§ **EXERCISE INSTRUCTIONS**: The entries that follow include a run beginning at the line with "Detect the lamp post in this image." and ending at the line with "Detect the shop signboard in this image."; restate that run word for word and leave the rest out.

Collection entries
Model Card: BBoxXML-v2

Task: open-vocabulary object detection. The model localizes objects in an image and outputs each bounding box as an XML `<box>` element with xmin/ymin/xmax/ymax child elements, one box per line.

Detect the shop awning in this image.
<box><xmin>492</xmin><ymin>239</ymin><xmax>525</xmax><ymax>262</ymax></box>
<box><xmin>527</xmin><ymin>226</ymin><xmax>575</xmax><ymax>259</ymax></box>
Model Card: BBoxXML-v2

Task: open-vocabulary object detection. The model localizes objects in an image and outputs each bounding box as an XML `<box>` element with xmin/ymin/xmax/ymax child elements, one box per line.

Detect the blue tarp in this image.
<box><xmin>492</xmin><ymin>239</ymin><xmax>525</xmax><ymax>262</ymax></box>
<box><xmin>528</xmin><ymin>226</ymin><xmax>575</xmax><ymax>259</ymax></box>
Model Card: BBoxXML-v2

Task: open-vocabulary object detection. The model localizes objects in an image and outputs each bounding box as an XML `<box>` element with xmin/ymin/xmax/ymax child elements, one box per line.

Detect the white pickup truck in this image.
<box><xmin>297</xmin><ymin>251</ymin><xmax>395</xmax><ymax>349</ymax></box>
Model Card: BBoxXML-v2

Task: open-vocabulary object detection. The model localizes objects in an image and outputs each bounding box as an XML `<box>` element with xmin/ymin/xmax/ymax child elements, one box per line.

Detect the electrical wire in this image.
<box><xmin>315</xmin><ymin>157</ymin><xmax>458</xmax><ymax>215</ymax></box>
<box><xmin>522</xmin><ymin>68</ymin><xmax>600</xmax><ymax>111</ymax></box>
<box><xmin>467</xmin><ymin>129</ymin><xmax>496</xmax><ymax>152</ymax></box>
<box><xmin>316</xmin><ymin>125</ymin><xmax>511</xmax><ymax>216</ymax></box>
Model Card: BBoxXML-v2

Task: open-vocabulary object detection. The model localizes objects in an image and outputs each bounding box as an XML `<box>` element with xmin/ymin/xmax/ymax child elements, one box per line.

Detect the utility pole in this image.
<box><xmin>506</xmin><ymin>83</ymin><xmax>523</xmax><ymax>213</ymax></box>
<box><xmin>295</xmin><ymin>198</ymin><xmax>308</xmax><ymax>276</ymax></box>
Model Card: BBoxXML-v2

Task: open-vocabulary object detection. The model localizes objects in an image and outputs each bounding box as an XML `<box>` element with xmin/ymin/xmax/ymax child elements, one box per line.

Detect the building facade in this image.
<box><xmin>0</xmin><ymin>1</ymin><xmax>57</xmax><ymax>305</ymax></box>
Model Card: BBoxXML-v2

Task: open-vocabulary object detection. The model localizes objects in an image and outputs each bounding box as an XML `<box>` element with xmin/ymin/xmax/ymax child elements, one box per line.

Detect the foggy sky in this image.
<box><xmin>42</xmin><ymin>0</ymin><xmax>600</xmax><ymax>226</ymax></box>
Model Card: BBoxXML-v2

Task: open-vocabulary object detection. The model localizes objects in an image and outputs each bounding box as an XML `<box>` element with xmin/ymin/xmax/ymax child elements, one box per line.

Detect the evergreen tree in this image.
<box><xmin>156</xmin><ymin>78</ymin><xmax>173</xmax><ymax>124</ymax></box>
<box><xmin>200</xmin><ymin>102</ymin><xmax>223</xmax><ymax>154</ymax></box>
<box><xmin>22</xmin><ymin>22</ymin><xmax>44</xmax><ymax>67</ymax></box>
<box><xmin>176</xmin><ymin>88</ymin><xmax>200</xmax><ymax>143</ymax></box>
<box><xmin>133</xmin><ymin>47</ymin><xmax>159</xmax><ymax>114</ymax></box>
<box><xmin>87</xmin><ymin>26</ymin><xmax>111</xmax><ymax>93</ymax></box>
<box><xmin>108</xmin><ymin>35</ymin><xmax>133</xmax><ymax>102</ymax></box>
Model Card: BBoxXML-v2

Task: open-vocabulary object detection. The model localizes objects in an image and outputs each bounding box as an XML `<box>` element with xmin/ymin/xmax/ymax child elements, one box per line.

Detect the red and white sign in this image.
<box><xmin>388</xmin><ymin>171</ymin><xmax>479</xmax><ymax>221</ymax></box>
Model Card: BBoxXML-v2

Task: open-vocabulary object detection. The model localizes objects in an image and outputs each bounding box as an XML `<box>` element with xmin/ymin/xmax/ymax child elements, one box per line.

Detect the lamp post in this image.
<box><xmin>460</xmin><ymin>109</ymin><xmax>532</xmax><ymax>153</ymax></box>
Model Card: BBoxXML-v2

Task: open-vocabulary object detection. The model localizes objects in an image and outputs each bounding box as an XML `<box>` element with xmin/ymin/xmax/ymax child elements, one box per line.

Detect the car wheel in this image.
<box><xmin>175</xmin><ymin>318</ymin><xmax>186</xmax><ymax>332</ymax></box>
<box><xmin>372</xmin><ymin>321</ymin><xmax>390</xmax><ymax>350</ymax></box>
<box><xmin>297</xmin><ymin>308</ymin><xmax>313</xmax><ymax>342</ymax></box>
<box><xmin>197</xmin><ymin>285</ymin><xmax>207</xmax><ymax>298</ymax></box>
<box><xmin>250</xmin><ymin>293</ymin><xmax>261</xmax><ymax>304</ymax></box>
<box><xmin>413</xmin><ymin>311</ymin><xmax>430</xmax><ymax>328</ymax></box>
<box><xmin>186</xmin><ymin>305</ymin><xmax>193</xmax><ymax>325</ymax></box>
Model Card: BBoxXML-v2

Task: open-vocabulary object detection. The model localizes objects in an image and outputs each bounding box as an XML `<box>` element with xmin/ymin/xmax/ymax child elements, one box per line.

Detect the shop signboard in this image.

---

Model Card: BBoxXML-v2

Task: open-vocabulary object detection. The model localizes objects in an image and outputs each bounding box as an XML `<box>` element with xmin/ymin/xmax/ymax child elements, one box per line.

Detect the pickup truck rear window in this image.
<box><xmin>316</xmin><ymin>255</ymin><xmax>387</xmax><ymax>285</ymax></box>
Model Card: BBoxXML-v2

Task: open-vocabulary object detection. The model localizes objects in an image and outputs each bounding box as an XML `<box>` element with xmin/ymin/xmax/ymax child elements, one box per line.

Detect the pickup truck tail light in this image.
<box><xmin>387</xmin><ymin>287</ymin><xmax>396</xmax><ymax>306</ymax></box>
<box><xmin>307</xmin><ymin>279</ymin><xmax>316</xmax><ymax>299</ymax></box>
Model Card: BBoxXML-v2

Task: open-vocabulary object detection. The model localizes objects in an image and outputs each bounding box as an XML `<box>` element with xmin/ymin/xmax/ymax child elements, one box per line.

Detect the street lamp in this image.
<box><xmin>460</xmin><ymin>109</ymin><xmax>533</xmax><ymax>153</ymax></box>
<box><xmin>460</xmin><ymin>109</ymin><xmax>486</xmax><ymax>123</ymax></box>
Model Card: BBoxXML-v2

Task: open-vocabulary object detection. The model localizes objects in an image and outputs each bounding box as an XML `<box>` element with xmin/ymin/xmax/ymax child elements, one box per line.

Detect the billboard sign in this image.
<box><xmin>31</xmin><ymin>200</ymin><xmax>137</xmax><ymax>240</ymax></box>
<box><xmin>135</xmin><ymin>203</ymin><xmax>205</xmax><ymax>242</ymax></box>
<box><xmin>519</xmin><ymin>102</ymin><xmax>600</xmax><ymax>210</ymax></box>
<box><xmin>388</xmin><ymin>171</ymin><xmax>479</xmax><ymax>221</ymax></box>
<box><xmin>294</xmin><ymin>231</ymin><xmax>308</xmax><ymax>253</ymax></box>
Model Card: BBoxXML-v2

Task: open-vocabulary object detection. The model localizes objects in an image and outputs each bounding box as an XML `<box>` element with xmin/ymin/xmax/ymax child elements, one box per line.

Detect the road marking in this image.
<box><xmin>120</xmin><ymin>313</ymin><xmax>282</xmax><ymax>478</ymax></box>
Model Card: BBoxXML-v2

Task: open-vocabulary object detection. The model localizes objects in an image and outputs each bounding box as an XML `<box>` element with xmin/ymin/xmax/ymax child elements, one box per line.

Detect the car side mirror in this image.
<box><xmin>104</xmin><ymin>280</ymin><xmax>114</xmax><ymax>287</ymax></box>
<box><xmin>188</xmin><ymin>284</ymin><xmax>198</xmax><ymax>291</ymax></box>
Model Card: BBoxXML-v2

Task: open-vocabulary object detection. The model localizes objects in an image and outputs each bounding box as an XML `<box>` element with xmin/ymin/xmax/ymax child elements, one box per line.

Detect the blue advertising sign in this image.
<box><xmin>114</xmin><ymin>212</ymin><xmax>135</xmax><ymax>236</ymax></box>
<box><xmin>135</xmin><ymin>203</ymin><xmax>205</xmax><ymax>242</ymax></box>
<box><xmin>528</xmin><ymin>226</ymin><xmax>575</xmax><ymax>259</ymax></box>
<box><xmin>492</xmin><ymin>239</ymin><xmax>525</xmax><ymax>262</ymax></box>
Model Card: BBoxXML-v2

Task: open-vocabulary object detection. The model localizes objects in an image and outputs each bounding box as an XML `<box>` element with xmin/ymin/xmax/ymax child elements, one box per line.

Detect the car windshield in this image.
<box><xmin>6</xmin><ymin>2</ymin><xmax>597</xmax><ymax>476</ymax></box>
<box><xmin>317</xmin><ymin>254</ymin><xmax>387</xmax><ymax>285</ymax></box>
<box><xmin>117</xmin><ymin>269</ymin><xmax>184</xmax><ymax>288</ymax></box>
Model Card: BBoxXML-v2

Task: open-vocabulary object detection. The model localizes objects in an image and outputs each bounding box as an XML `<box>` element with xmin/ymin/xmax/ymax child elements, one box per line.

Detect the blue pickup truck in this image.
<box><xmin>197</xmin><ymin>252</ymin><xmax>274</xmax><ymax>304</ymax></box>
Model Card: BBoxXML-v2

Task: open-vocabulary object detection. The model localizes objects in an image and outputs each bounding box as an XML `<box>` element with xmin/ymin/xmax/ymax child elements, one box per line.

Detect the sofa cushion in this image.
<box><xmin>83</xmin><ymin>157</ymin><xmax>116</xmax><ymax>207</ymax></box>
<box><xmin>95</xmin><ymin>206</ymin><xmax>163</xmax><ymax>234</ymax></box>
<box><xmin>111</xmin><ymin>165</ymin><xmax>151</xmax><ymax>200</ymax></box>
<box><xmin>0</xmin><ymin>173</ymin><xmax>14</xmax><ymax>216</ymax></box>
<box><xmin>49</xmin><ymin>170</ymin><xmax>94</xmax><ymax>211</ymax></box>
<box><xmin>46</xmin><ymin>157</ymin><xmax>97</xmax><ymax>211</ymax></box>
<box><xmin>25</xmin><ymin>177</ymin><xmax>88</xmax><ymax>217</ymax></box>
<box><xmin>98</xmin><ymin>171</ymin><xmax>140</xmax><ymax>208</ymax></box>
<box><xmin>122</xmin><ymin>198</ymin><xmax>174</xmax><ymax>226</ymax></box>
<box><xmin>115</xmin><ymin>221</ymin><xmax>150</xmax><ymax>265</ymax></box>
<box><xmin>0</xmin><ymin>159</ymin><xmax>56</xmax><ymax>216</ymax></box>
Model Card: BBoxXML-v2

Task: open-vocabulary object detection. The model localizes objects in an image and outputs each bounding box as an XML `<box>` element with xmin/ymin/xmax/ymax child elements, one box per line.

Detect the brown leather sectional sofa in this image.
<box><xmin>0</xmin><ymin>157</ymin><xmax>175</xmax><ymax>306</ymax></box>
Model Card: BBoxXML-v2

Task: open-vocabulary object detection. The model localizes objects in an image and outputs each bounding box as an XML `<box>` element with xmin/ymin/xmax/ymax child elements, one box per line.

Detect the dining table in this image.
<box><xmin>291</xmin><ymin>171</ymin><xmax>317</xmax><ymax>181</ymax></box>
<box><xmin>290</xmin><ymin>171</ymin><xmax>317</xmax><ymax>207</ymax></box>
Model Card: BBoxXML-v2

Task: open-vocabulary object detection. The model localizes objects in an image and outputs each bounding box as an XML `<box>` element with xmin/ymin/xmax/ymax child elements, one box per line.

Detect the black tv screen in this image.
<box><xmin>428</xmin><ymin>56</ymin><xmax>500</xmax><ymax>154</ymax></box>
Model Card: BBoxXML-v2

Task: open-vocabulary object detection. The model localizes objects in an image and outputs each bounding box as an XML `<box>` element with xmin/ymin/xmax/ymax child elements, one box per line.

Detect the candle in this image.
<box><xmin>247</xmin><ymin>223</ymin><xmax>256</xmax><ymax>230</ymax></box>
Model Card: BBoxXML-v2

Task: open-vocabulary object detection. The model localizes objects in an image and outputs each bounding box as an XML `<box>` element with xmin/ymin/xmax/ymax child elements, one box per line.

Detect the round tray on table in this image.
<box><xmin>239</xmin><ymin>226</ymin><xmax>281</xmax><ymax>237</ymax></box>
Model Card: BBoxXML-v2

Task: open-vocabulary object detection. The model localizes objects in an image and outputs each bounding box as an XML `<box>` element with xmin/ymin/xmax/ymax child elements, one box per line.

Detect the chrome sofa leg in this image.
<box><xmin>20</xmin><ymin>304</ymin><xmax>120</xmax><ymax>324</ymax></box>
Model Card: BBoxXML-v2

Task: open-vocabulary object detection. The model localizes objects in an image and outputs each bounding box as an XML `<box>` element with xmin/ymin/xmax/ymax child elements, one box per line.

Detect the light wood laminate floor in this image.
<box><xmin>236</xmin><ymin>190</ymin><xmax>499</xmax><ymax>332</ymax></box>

==

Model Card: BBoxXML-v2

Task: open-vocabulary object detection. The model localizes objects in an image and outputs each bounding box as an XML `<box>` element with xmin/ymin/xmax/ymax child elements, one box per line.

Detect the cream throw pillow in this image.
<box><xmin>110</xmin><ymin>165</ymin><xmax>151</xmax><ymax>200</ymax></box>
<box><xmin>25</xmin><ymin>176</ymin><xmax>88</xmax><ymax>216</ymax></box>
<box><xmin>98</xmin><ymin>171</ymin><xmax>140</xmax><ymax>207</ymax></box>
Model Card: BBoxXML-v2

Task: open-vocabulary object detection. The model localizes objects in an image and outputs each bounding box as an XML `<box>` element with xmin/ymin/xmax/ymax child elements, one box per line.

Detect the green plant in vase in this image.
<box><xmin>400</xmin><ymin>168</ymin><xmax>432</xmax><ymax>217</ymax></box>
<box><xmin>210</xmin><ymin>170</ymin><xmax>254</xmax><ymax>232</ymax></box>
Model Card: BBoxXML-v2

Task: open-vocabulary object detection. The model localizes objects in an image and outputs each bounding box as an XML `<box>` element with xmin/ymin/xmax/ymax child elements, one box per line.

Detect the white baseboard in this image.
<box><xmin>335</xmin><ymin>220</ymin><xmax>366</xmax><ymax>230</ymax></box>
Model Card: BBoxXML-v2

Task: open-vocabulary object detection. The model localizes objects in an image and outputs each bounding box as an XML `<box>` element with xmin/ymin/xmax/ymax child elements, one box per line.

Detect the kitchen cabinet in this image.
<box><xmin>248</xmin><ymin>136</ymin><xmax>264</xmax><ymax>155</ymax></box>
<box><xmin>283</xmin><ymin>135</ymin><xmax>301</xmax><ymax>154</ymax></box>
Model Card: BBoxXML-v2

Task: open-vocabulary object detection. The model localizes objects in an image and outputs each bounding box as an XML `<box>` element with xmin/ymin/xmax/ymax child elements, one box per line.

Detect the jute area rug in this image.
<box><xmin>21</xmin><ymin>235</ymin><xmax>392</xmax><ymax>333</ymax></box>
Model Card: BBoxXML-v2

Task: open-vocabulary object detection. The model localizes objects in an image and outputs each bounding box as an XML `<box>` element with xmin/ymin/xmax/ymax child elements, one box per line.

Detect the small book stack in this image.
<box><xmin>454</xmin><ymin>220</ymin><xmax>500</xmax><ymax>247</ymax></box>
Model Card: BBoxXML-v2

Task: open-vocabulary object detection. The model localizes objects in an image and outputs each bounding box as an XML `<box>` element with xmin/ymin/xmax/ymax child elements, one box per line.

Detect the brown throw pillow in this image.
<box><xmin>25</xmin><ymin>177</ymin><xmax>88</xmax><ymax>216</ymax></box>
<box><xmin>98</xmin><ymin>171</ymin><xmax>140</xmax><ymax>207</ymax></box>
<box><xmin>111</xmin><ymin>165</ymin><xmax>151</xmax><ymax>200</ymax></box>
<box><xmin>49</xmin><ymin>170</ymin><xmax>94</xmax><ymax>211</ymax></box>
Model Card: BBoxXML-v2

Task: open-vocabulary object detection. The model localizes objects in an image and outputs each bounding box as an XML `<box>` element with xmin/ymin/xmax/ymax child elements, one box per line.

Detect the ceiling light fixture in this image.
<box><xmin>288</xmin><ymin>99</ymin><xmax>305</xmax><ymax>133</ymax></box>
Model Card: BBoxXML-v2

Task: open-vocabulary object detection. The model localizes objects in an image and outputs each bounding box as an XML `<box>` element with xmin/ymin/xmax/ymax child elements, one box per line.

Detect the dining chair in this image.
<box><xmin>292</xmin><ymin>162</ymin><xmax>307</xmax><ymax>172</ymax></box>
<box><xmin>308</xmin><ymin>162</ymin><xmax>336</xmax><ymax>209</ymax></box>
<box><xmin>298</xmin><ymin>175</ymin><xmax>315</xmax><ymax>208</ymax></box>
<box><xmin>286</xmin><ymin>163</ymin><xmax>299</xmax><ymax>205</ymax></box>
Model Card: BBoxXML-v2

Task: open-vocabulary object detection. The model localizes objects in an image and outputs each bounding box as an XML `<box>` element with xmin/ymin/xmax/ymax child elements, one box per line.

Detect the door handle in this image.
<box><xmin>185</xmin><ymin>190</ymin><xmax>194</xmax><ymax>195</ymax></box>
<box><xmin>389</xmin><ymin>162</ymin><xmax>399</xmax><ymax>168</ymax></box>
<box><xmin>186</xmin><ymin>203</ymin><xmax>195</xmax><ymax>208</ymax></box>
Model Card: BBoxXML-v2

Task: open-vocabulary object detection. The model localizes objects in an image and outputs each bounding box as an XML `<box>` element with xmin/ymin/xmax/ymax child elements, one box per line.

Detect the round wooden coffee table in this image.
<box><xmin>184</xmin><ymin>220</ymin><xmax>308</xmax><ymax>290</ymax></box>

§ **THE COMPLETED TASK**:
Detect the lamp post in this image.
<box><xmin>460</xmin><ymin>109</ymin><xmax>532</xmax><ymax>153</ymax></box>
Model Card: BBoxXML-v2

Task: open-vocabulary object detection. The model localizes objects in an image and outputs each bounding box as an XML `<box>` element with xmin/ymin/xmax/ymax child elements, one box per line.

Detect the car wheel in this image.
<box><xmin>175</xmin><ymin>318</ymin><xmax>186</xmax><ymax>332</ymax></box>
<box><xmin>372</xmin><ymin>321</ymin><xmax>390</xmax><ymax>350</ymax></box>
<box><xmin>297</xmin><ymin>308</ymin><xmax>313</xmax><ymax>342</ymax></box>
<box><xmin>197</xmin><ymin>285</ymin><xmax>207</xmax><ymax>298</ymax></box>
<box><xmin>250</xmin><ymin>293</ymin><xmax>261</xmax><ymax>304</ymax></box>
<box><xmin>413</xmin><ymin>311</ymin><xmax>430</xmax><ymax>328</ymax></box>
<box><xmin>186</xmin><ymin>305</ymin><xmax>193</xmax><ymax>325</ymax></box>
Model Card: BBoxXML-v2

Task: open-vocabulary object detection. The model localizes objects in an image and outputs each bounding box as an XML `<box>` element with xmin/ymin/xmax/ymax child elements, one box per line.

Detect the shop signboard in this image.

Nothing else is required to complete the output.